Please render every line of the listing below, from the line containing "Target: lure eye" through the end of the listing, as a JSON list of strings, one string per line, leaving out blank lines.

___ Data entries

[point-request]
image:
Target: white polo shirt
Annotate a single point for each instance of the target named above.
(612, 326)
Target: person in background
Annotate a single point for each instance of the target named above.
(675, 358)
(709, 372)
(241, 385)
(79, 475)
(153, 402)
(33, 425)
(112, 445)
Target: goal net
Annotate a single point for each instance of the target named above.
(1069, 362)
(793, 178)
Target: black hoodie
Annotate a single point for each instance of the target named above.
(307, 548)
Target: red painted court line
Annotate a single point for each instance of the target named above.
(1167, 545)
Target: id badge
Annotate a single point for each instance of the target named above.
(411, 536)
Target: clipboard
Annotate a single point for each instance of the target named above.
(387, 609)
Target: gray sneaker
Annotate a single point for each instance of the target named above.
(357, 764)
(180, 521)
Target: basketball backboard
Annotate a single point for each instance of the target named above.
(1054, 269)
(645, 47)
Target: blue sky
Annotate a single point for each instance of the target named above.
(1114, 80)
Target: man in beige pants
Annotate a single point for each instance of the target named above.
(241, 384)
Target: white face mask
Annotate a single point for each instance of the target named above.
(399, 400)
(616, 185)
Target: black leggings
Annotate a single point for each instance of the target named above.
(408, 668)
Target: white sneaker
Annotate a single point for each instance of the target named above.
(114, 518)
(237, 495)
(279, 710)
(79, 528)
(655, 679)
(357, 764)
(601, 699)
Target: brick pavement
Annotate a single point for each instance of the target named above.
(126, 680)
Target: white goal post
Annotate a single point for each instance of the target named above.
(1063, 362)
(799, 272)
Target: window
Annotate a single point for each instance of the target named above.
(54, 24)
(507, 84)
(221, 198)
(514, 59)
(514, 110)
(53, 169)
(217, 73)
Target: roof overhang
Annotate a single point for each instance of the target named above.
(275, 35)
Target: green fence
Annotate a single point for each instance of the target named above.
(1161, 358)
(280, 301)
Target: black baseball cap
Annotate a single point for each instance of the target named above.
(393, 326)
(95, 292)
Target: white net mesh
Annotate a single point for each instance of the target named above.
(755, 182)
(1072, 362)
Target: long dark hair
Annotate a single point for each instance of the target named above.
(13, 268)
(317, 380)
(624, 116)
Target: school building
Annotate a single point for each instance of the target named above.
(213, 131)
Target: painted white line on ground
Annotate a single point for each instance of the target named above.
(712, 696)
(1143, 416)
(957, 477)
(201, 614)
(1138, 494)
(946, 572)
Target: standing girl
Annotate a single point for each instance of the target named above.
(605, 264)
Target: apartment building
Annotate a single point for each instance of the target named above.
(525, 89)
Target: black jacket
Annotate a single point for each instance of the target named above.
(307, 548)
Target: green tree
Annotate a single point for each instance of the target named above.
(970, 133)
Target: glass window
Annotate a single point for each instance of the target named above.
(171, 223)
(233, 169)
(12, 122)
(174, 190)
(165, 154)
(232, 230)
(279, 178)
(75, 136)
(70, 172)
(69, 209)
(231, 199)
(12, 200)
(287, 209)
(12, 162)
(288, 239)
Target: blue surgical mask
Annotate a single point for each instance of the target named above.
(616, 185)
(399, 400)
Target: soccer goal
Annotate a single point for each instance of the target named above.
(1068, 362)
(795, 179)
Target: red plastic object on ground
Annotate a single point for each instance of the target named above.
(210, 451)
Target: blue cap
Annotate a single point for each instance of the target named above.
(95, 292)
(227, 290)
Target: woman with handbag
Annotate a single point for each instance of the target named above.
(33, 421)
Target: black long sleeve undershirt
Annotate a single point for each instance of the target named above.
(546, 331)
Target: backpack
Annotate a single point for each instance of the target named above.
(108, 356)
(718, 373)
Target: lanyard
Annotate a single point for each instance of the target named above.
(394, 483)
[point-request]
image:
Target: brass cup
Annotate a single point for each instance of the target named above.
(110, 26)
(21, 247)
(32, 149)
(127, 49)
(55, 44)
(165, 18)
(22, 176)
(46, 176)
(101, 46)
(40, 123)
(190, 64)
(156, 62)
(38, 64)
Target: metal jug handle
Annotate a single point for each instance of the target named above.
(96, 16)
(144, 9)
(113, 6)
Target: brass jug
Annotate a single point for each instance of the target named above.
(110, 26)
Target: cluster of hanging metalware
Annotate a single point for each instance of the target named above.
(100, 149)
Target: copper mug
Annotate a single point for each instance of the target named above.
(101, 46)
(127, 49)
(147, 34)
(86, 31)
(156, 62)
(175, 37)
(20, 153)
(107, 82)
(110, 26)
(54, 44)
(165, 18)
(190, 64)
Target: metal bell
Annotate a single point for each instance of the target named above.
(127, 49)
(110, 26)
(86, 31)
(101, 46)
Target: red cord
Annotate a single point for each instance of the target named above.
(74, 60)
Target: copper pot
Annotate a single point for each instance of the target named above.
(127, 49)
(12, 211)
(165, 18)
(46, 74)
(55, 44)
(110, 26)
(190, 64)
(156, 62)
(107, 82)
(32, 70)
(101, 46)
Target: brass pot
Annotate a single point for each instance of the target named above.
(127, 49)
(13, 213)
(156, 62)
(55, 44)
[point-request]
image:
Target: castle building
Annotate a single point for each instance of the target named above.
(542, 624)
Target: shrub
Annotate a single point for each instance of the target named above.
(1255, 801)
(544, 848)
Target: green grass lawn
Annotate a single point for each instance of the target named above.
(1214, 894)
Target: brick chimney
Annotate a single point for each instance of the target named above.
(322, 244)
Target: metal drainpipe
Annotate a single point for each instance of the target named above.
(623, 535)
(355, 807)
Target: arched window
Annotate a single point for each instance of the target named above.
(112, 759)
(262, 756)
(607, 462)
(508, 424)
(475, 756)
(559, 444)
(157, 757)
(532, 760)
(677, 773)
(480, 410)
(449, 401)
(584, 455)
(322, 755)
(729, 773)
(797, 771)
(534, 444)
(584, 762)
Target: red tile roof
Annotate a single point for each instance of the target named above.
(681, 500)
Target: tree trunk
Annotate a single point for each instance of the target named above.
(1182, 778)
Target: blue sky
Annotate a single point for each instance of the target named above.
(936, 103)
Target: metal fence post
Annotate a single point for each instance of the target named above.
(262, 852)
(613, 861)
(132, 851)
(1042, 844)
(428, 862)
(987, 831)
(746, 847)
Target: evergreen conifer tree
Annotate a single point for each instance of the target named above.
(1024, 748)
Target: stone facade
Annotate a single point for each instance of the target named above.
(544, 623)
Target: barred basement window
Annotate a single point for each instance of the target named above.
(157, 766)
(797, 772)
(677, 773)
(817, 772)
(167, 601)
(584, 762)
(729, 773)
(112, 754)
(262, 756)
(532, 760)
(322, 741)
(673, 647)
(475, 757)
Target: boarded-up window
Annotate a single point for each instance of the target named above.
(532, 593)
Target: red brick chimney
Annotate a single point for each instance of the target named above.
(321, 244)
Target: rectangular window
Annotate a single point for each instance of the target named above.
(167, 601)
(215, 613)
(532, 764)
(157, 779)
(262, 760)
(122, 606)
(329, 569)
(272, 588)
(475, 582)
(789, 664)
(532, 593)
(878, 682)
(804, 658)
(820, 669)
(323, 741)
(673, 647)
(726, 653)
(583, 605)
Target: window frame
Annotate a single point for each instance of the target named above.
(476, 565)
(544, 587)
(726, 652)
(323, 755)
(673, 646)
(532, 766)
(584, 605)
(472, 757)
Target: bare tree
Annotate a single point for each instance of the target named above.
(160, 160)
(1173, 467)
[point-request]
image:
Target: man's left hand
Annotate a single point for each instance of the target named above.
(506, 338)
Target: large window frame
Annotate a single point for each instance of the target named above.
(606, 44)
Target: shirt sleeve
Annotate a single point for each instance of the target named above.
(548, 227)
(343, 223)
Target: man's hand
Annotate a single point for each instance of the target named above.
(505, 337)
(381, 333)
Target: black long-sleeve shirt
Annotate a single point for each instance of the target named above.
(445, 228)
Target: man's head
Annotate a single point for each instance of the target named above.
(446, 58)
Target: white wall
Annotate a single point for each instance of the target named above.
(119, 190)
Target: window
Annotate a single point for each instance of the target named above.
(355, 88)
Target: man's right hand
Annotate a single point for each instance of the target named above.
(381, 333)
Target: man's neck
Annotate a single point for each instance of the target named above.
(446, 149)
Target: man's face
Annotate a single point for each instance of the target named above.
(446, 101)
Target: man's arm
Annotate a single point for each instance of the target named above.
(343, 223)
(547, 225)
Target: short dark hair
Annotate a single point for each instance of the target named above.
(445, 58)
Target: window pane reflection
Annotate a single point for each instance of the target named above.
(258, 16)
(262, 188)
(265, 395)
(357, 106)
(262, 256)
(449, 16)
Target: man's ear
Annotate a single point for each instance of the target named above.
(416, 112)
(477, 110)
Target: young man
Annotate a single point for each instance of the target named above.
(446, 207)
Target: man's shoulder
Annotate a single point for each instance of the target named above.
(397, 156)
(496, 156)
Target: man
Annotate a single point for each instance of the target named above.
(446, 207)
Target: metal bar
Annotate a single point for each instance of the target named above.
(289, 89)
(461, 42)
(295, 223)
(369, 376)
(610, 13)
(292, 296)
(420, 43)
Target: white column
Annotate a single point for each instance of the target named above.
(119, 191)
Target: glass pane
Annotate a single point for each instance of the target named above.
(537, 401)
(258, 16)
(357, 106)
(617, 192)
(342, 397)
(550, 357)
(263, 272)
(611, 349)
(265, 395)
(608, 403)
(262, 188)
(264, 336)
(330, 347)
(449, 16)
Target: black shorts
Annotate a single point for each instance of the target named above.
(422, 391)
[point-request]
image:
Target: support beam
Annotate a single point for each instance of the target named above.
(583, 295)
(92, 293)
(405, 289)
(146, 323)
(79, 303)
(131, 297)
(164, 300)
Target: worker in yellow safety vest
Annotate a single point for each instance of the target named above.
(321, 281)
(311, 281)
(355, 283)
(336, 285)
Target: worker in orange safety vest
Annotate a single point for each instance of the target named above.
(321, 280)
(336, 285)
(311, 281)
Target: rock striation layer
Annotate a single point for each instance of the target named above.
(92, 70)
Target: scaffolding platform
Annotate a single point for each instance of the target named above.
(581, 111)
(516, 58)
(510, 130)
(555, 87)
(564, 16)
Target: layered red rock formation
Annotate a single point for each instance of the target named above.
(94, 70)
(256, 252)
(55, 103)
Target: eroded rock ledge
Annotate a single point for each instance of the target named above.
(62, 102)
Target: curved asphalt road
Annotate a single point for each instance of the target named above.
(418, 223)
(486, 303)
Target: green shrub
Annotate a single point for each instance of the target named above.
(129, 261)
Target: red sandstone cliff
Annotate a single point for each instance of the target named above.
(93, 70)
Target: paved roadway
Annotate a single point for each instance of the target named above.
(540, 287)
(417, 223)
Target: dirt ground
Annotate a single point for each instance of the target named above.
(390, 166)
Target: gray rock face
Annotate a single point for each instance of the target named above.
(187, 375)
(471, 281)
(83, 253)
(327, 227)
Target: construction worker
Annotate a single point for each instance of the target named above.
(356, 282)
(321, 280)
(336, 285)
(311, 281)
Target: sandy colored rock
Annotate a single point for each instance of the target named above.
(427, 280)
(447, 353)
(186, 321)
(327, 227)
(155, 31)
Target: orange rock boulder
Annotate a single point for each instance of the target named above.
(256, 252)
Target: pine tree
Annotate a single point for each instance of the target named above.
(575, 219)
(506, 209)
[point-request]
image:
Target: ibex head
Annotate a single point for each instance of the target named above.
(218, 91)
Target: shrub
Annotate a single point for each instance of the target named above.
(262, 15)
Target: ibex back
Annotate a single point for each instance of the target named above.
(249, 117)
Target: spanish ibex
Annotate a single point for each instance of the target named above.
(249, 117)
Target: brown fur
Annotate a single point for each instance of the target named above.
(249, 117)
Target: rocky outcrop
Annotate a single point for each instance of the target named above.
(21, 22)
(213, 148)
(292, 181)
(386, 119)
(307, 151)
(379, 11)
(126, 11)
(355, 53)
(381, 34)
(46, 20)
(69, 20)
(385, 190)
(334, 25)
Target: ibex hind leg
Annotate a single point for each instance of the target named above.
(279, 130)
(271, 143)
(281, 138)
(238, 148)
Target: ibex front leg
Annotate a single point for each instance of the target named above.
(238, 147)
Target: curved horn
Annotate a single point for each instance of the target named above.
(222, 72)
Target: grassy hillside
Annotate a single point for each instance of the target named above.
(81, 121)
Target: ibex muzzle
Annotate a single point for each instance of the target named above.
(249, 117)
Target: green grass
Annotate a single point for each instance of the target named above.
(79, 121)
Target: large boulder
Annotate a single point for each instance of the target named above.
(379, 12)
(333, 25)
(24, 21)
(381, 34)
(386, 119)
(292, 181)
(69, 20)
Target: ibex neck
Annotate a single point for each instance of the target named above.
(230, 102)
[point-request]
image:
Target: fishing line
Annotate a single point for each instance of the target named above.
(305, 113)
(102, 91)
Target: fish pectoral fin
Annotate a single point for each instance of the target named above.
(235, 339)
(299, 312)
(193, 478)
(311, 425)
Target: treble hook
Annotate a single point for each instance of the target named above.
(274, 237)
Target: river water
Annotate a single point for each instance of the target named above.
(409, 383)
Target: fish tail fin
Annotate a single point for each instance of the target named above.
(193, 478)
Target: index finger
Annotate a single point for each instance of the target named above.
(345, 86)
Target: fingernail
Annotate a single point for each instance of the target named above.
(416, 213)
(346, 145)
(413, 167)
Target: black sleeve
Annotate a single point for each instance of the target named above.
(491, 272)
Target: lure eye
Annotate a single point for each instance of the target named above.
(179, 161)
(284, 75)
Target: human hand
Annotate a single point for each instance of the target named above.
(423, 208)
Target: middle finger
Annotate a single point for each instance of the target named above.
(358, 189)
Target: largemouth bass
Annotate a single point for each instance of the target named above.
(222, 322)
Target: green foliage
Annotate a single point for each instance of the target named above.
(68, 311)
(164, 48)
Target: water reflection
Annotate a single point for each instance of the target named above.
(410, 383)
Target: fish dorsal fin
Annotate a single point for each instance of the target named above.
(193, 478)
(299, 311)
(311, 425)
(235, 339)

______

• **Answer to this exercise**
[
  "Target: lure eye",
  "Annotate a single point for each instance of the target named above.",
  "(179, 161)",
  "(284, 75)",
  "Target: human hand",
  "Annotate a single point for each instance of the target named above.",
  "(423, 208)",
  "Target: middle finger",
  "Annotate a single point for each instance of the target named above.",
  "(358, 189)",
  "Target: largemouth bass",
  "Annotate a single point for each instance of the target named above.",
  "(222, 322)",
  "Target: green foliage",
  "Annotate a single point for each instance of the target named above.",
  "(68, 311)",
  "(164, 48)",
  "Target: water reflection",
  "Annotate a single point for each instance of the target named above.",
  "(410, 383)",
  "Target: fish dorsal fin",
  "Annotate a single point for each instance of the target named above.",
  "(193, 478)",
  "(299, 311)",
  "(311, 425)",
  "(235, 339)"
]